== SOURCE DOCUMENT ==
> hypothesis accepts the Wolfson analysis but then says that percent black
> performs better in the ecological relationship than measures of income
> distribution.  But I find percent black not to be nearly as conceptually
> compelling as income distribution as an ecological variable.  E.g. what
kind
> of causal mechanism stories go with these measures???
> 
> -----Original Message-----
> From: Bill Burgess [mailto:[EMAIL PROTECTED]]
> Sent: Monday, August 27, 2001 3:07 PM
> To: [EMAIL PROTECTED]
> Subject: [PEN-L:16413] Re: Income Inequality and Health
> 
> Martin Brown wrote that ecological regressions (like average health
against
> average income plus income inequality) are not worth the effort.  Could
you
> expand a bit on why? I think regession assumptions like linearity,
> independendence of variables and unidirection of causality are big
problems
> (on top of many issues regarding measuring health), but is this what you
> have in mind? If so, can you cite a non-econometric-technical summary of
> these problems, especially as they apply to health?
===
**WHAT IS NEEDED**: Reproduce the entire mailing-list excerpt on income inequality and health above, word for word.
== SUPPLIED ENTRIES ==
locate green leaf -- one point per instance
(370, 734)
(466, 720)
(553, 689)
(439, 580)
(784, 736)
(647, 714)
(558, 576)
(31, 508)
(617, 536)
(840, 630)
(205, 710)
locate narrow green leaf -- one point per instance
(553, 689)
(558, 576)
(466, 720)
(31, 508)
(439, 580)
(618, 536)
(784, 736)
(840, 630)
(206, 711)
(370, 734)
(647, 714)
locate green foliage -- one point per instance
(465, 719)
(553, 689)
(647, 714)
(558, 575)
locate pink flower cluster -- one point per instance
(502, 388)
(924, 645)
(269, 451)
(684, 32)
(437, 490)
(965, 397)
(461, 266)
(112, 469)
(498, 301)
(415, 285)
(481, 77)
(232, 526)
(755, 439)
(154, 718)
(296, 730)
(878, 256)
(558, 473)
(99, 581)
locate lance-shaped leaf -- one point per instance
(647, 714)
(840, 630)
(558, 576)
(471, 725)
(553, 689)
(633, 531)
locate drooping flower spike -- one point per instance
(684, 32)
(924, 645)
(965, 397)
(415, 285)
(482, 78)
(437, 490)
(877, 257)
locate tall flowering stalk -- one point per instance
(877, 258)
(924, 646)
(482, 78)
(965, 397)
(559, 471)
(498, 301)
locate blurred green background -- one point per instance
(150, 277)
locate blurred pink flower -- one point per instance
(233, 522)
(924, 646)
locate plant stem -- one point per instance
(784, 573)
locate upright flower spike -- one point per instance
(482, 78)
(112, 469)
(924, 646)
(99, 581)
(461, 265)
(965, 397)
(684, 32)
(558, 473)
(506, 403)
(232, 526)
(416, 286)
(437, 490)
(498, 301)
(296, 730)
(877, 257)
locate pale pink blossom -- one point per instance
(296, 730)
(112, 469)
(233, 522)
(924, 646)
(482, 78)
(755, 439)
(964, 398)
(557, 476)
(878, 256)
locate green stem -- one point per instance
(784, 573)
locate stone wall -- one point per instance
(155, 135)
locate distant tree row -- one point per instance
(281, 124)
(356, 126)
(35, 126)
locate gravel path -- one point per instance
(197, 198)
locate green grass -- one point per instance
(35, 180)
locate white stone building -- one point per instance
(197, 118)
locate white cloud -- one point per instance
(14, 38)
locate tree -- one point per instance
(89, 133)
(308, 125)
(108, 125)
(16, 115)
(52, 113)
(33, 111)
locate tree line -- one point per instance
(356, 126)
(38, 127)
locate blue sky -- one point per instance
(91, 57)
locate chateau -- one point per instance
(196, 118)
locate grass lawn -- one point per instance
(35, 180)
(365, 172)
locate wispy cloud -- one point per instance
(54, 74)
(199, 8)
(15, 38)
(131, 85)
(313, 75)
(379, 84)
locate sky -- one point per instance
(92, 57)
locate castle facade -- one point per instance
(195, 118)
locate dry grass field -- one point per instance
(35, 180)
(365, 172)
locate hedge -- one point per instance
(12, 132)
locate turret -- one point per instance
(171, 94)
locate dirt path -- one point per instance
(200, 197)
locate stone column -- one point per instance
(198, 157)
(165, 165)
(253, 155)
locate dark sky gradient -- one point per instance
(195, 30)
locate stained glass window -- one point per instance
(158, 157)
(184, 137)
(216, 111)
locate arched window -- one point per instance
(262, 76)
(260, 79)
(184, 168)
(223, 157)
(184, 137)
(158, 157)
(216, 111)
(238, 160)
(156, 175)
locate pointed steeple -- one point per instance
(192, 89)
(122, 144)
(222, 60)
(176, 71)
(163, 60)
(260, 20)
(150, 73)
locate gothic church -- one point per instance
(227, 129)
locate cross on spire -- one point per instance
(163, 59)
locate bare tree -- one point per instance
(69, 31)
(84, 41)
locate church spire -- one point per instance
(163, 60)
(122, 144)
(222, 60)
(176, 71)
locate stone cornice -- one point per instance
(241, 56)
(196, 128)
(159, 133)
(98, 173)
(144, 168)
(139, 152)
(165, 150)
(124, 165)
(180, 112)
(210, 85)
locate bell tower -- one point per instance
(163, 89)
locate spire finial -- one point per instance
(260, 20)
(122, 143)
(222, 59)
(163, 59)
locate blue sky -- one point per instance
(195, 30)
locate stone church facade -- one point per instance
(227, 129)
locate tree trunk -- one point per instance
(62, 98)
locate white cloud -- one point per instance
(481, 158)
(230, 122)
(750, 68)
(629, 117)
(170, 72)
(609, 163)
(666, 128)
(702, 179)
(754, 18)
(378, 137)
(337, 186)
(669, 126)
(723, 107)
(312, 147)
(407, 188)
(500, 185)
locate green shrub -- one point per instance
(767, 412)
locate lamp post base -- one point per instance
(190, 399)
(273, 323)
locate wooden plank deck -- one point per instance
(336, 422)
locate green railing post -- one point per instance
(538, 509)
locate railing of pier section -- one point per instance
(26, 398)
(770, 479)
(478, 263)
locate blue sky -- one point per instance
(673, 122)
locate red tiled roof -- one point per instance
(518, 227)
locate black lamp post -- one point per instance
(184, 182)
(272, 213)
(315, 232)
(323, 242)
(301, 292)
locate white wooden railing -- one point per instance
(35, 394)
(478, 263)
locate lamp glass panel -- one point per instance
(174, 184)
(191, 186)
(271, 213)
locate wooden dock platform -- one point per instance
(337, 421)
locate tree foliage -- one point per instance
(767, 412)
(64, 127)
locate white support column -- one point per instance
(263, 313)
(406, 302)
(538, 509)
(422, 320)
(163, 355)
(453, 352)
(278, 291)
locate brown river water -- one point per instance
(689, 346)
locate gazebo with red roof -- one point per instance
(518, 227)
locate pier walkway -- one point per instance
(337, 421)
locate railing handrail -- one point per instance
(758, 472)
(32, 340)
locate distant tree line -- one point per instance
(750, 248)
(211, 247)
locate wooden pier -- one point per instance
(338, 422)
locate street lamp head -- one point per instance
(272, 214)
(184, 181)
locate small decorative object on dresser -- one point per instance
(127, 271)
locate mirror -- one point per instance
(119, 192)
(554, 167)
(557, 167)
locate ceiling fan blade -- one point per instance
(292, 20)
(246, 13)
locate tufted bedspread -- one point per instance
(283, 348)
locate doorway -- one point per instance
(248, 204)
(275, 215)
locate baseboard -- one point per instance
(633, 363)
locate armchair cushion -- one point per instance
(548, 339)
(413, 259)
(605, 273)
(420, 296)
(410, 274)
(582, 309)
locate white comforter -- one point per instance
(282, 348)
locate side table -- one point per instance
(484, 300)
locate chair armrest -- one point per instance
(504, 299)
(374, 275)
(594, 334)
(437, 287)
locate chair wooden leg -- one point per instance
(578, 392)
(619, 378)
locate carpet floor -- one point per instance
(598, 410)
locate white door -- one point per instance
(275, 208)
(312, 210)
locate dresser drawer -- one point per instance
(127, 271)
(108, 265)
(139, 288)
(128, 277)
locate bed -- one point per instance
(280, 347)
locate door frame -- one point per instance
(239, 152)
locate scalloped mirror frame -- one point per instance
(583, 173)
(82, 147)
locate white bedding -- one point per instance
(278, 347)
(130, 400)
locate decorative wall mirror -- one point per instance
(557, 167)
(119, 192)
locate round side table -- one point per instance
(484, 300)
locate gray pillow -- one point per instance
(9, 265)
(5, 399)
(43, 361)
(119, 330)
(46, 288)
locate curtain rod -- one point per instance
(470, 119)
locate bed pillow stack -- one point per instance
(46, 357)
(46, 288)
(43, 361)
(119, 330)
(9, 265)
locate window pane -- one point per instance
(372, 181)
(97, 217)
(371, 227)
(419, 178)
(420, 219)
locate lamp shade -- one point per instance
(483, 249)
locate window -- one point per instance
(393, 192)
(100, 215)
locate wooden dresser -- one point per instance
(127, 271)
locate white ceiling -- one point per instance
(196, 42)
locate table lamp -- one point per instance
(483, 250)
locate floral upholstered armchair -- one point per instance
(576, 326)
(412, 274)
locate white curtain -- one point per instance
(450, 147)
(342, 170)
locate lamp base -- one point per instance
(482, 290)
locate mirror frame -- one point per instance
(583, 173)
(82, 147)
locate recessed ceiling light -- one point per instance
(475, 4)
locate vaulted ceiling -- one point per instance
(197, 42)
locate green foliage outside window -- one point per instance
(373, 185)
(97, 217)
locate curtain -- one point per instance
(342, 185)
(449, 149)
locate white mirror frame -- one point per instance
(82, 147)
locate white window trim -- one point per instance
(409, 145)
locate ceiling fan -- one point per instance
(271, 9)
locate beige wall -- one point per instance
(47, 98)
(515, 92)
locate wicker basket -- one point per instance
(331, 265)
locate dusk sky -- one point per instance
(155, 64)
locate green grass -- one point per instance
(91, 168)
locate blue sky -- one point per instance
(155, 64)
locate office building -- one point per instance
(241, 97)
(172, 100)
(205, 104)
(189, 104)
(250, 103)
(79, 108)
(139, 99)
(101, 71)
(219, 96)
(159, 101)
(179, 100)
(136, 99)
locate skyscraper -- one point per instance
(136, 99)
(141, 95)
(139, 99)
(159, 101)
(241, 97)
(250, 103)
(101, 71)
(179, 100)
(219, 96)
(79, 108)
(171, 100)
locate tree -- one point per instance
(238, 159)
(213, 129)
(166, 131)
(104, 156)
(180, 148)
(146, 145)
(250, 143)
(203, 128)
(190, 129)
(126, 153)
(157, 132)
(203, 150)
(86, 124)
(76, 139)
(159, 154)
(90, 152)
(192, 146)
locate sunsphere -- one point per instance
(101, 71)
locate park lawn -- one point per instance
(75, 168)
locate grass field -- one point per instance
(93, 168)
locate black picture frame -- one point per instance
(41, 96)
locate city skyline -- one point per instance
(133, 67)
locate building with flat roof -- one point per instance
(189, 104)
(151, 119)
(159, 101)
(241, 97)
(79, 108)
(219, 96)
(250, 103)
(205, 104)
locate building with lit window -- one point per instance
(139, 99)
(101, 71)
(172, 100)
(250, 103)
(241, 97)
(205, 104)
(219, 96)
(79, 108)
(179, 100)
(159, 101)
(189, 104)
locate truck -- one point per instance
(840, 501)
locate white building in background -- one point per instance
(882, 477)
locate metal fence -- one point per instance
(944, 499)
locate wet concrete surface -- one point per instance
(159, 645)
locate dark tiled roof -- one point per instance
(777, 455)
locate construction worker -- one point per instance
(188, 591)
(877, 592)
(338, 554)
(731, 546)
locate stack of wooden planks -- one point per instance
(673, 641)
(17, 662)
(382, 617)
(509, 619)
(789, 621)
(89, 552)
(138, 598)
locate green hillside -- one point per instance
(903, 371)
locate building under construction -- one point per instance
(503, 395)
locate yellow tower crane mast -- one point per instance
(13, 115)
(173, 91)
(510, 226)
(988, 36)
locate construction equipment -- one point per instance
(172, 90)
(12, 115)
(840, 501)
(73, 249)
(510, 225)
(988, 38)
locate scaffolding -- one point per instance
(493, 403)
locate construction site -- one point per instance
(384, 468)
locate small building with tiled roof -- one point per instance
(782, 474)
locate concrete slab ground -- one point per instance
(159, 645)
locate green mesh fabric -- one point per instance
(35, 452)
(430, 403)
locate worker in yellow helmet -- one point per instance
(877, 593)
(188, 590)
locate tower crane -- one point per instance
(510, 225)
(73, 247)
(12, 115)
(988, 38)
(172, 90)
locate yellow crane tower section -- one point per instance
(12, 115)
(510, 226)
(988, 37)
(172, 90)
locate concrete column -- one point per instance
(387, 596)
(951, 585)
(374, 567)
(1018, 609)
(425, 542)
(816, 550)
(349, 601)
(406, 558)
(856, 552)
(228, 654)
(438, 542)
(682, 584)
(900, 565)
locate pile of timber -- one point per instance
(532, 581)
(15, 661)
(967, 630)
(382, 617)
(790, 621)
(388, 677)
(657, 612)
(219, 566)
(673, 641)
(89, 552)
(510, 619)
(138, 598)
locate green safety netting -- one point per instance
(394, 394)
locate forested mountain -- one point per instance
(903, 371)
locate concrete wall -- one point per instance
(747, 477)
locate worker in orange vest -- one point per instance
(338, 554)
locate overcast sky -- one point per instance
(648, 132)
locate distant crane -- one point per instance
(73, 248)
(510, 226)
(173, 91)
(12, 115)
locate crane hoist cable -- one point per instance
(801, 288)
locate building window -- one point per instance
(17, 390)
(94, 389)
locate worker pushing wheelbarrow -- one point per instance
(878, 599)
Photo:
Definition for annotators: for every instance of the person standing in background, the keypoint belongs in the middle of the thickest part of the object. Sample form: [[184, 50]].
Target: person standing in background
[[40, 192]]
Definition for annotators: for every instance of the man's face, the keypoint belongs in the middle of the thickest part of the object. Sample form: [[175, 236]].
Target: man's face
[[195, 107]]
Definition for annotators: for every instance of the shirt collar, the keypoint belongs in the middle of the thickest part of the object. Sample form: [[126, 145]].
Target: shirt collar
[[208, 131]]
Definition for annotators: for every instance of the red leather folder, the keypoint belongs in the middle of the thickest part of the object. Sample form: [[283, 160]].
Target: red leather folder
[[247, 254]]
===
**TASK RESPONSE**:
> hypothesis accepts the Wolfson analysis but then says that percent black
> performs better in the ecological relationship than measures of income
> distribution.  But I find percent black not to be nearly as conceptually
> compelling as income distribution as an ecological variable.  E.g. what
kind
> of causal mechanism stories go with these measures???
> 
> -----Original Message-----
> From: Bill Burgess [mailto:[EMAIL PROTECTED]]
> Sent: Monday, August 27, 2001 3:07 PM
> To: [EMAIL PROTECTED]
> Subject: [PEN-L:16413] Re: Income Inequality and Health
> 
> Martin Brown wrote that ecological regressions (like average health
against
> average income plus income inequality) are not worth the effort.  Could
you
> expand a bit on why? I think regession assumptions like linearity,
> independendence of variables and unidirection of causality are big
problems
> (on top of many issues regarding measuring health), but is this what you
> have in mind? If so, can you cite a non-econometric-technical summary of
> these problems, especially as they apply to health?